**Tâche 1**
Traduisez en anglais la phrase suivante, tirée de l'extrait sur la pêche au turbot au Nunavut : « Les collectivités ont décidé d'instaurer un partenariat, la BFC. »
**Tâche 2**
Indiquez combien de lignes de la liste contiennent la chaîne « clicks », en ne donnant que le nombre.

**Extrait du texte**

──────────

M. Noble : Pour vous mettre en contexte, nous avons commencé à pêcher le turbot au Nunavut en 1985. Au départ, nous disposions d'un petit quota dans la zone 0B. Le conseil a reçu les demandes de toute personne intéressée à pêcher. Nous avons divisé ce petit quota en de nombreux petits morceaux, et tout le monde a obtenu un peu de capital et un paiement de redevances. Cependant, la pêcherie n'a pas connu de croissance, et nous n'avons pas été reconnus en tant qu'organisation de pêcheurs. Par la suite, en 2001, le ministre nous a donné le quota 0A. Le conseil et les partenaires de cogestion, NTI et le GN, se sont adressés à toutes les collectivités de pêcheurs et à tous les gens qui participaient aux activités de la pêcherie de la zone 0B, et ils leur ont demandé ce qu'ils voulaient faire dans l'avenir. Les collectivités ont décidé d'instaurer un partenariat, la BFC.
Elles ont ouvert un compte bancaire dans lequel elles ont déposé les paiements de redevances. On n'a versé aucuns fonds aux membres ou collectivités; tout a été déposé à la banque. Les paiements de redevances effectués par les investisseurs étrangers de 2001 à aujourd'hui ont été suffisants pour que les entreprises achètent 51 p. 100 des parts.

──────────

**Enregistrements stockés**
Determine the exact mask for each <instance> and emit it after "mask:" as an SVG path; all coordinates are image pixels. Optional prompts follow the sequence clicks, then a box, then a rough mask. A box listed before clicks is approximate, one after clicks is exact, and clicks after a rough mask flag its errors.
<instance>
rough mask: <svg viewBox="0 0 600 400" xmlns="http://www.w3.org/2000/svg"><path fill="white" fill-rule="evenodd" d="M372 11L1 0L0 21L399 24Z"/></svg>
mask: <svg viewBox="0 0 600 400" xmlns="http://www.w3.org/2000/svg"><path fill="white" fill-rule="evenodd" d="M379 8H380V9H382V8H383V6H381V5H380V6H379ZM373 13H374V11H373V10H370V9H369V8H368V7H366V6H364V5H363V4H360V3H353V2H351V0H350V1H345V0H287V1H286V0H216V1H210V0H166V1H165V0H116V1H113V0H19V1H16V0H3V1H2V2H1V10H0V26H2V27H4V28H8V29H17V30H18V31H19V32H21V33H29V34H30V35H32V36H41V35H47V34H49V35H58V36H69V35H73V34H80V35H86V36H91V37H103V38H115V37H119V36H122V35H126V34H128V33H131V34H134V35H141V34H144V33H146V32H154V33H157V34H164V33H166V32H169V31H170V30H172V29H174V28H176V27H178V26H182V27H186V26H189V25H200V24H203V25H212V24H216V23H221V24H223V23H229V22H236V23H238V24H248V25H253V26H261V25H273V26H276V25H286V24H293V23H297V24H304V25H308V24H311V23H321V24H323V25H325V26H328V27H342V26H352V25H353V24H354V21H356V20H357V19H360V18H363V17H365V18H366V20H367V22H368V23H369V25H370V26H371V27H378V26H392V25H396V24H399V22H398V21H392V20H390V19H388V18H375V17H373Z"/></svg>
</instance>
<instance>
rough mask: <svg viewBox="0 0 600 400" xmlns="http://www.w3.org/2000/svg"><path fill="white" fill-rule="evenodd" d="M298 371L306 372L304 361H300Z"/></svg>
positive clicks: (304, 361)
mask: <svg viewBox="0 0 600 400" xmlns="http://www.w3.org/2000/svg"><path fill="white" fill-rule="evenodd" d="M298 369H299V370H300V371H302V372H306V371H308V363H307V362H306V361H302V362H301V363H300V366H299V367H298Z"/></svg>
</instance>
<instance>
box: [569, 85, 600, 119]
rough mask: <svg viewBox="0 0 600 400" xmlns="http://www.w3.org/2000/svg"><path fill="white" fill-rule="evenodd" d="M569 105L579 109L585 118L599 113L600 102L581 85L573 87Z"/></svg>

──────────

**Zone de réponse 1**
The communities decided to establish a partnership, the BFC.

**Zone de réponse 2**
2